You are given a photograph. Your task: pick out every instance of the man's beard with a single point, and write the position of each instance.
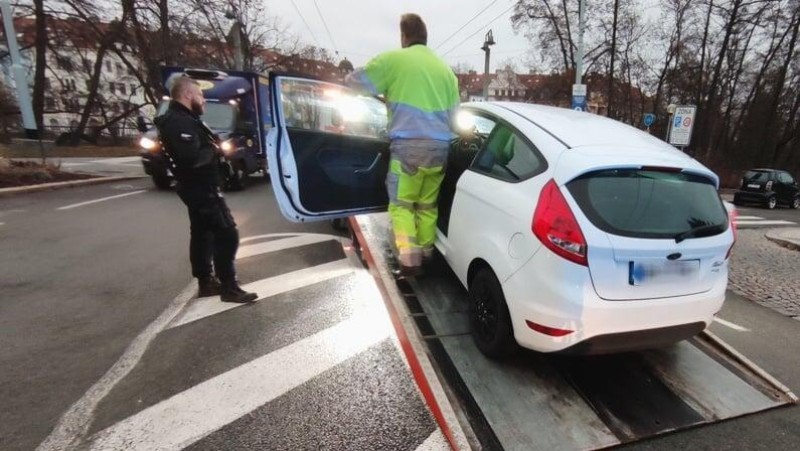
(197, 108)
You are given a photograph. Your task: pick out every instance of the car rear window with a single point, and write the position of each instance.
(649, 203)
(756, 176)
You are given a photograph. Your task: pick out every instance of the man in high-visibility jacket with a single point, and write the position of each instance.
(421, 91)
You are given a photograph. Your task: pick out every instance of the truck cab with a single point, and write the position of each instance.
(237, 110)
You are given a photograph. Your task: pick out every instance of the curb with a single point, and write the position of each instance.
(8, 192)
(789, 244)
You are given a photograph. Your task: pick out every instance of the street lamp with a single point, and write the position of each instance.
(488, 41)
(236, 36)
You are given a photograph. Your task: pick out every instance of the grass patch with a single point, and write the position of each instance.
(26, 173)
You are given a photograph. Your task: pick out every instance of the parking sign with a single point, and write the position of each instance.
(682, 123)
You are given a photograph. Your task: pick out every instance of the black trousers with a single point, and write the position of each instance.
(214, 236)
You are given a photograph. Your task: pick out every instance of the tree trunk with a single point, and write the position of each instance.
(707, 117)
(767, 132)
(166, 44)
(41, 63)
(700, 87)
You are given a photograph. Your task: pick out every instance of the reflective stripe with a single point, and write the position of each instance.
(403, 204)
(409, 122)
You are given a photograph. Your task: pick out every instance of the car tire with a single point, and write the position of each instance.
(162, 181)
(490, 322)
(772, 202)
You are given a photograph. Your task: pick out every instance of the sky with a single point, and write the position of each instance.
(360, 29)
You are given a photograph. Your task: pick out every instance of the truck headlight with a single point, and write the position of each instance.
(148, 144)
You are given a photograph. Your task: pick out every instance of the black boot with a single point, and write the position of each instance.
(232, 292)
(208, 286)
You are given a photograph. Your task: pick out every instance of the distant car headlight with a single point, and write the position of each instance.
(227, 146)
(147, 143)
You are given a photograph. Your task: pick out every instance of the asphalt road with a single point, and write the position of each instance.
(90, 272)
(82, 281)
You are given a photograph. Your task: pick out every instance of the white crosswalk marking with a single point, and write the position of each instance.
(279, 245)
(266, 288)
(187, 417)
(435, 442)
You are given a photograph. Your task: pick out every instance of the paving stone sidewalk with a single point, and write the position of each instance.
(766, 272)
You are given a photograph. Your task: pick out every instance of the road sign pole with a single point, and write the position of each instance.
(18, 72)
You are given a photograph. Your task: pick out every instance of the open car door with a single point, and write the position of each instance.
(328, 151)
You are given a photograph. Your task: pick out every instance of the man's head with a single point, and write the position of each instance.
(187, 92)
(412, 30)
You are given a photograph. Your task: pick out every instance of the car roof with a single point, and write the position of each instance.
(576, 129)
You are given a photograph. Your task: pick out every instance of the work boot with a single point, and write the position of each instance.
(232, 292)
(208, 286)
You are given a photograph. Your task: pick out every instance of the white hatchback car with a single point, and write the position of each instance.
(572, 232)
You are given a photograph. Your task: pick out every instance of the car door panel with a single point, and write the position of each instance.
(328, 152)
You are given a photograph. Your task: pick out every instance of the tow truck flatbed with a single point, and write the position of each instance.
(546, 401)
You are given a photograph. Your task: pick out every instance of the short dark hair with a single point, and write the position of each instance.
(180, 85)
(412, 26)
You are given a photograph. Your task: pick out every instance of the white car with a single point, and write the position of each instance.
(572, 232)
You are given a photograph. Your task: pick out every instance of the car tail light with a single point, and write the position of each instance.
(547, 330)
(556, 227)
(732, 217)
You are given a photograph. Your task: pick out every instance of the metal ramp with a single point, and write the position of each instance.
(545, 401)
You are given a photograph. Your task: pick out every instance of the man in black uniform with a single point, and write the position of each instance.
(191, 150)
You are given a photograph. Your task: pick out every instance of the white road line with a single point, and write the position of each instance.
(731, 325)
(766, 222)
(435, 442)
(69, 207)
(74, 423)
(187, 417)
(118, 160)
(279, 245)
(205, 307)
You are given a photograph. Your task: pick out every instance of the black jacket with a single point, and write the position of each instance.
(191, 146)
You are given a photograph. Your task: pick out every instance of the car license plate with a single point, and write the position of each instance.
(661, 273)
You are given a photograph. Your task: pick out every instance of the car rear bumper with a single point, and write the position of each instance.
(553, 292)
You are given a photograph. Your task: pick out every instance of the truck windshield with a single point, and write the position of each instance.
(218, 116)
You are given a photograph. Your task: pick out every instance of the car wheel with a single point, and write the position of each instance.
(489, 318)
(162, 181)
(772, 202)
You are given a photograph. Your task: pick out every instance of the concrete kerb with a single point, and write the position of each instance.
(7, 192)
(787, 237)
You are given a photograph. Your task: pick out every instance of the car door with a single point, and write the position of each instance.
(328, 151)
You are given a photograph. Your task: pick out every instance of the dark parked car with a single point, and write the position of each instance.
(768, 187)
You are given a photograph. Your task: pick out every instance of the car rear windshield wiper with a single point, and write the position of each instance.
(693, 232)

—————

▶ _EXERCISE AIM_
The listing must be returned in full and exactly, apart from its pictures.

▶ _RESULT FOR THIS EXERCISE_
You are given a photograph. Your task: pick out every instance of the man's beard with a single point, and write the position of each instance.
(197, 108)
You are given a photograph. Your task: pick out every instance of the car rear window with a single point, and write the position of each instance.
(649, 203)
(756, 176)
You are given a photograph. Your task: pick out every instance of the man in high-visibility jacket with a single point, and write the position of each instance.
(421, 91)
You are given a photograph. Your task: pick out every instance of the truck cab with a single point, and write the position of each instance.
(237, 110)
You are given a photograph. Your task: pick out every instance of the curb with a single point, and write the position of each instance.
(8, 192)
(789, 244)
You are given a photograph. Your task: pick out every instance of the street lamp with a single point, and write the position of each instance.
(488, 41)
(236, 36)
You are given a photograph. Your task: pick out every instance of the grass patch with a single point, and write the position of each instance.
(26, 173)
You are given a photograph. Your task: pick out every instance of the parking sign with a single point, and write the position of each instance.
(682, 123)
You are given a photograph. Your task: pick out every instance of the black trousers with a single point, and write the position of each instance.
(214, 236)
You are given a photograph. Your task: pick out every instance of the tree trunk with a single point, and write the position of each instance.
(707, 117)
(767, 132)
(166, 44)
(41, 63)
(700, 87)
You are given a photograph. Your task: pick out every instance of the reflective stripe with a single point, and write the position of each instance.
(403, 204)
(409, 122)
You are given a photograph. Your task: pick out every instance of the car tire with a single point, and write the position of each instance.
(162, 181)
(490, 322)
(772, 202)
You are given a photograph. Your task: pick out every instance of the sky with a single point, and write the position of each instance.
(360, 29)
You are given a photograph. Your task: pick out every instance of the truck headlight with a single point, and write the position of each instance.
(148, 144)
You are given a photograph. Your task: pick out every instance of the black boot with a single point, and write the position of each instance.
(232, 292)
(208, 286)
You are given a photograph. Your task: pick out every instance of the distant car headlight with a single point, and write the position of each instance.
(227, 146)
(147, 143)
You are given a photograph. Your task: pick out every instance of the asphalt road with a single point, and write the position of each instance.
(90, 272)
(82, 281)
You are given a photograph. Your task: pick out every instance of the white crosswalk marking with a single point, and write the position of each instance.
(279, 245)
(266, 288)
(187, 417)
(435, 442)
You are given a photograph. Your task: pick out every instance of the paving stone sidewalk with a single point, and write the position of each instance.
(766, 272)
You are given a photograph. Your task: pick out every instance of the road sign pole with a single point, and write the position of each instance.
(18, 72)
You are given a photograph. Your task: pick out every instance of the open car door with a single point, and write the position of each instance.
(328, 151)
You are given a photograph. Your task: pick out every instance of the man's head with a single point, and write the position of each instance.
(187, 92)
(412, 30)
You are given a photograph. Your task: pick out every instance of the car roof with a single point, and write the position of each instance.
(576, 129)
You are given a photograph. Your task: pick out every instance of the work boot with a single point, and write the position of each instance.
(232, 292)
(208, 286)
You are given a photograph. Your task: pick out every instance of the white hatchback car with a single point, and write the position of each instance.
(572, 232)
You are given a photograph. Your task: pick out every instance of the car door panel with a single point, and write the position of each instance.
(328, 152)
You are given a photograph. Your task: pick out every instance of the tow truck flatbed with a single point, and write the position of each instance.
(546, 401)
You are given a photograph. Your task: pick out every instance of the short dark hair with a single point, and write the position of each instance.
(180, 85)
(412, 26)
You are given a photograph. Your task: pick out every instance of the white car with a single point, and write the position of each instance.
(572, 232)
You are given a photograph. Your task: pick out every instance of the car tail light with a single point, and write the position of each instance.
(547, 330)
(556, 227)
(732, 217)
You are given a photograph. Your task: pick out every instance of the metal ramp with a single point, and write the position of each instance.
(545, 401)
You are given a photograph. Your task: pick out every instance of the man in black uniform with a single point, and write the position of each instance.
(191, 150)
You are given a photograph. Your task: pick out every instance of the white road line with a single point, and write the position of each instance.
(731, 325)
(766, 222)
(435, 442)
(69, 207)
(74, 423)
(187, 417)
(118, 160)
(279, 245)
(205, 307)
You are given a photograph. Your task: pick out every instance of the black jacket with a single point, and write the position of each instance.
(191, 146)
You are given a photograph. Your task: pick out every instance of the car license plate with a single point, and write the position of each instance.
(661, 273)
You are given a photograph. Your task: pick out every instance of the car rear bumper with a single point, and write the position of each instance.
(553, 292)
You are given a photograph. Your task: pick out every instance of the truck windshield with a single point, and write the position of each instance.
(218, 116)
You are given a photograph. Your task: pick out every instance of the car wheel with a single point, and write the position of each instance.
(489, 318)
(162, 181)
(772, 202)
You are given a photograph. Your task: pick out every instance of the concrete kerb with a single point, and write the position of each instance.
(7, 192)
(787, 237)
You are given a photograph. Your task: pick out every instance of the car door with a single point, and write the position of each instance.
(328, 151)
You are given a photograph. Your task: pick out every instance of the dark parked car with a single point, and write the position of each instance.
(768, 187)
You are given a photograph. Your task: pick out every instance of the car rear windshield wiper with a single point, and write the position of each instance.
(693, 232)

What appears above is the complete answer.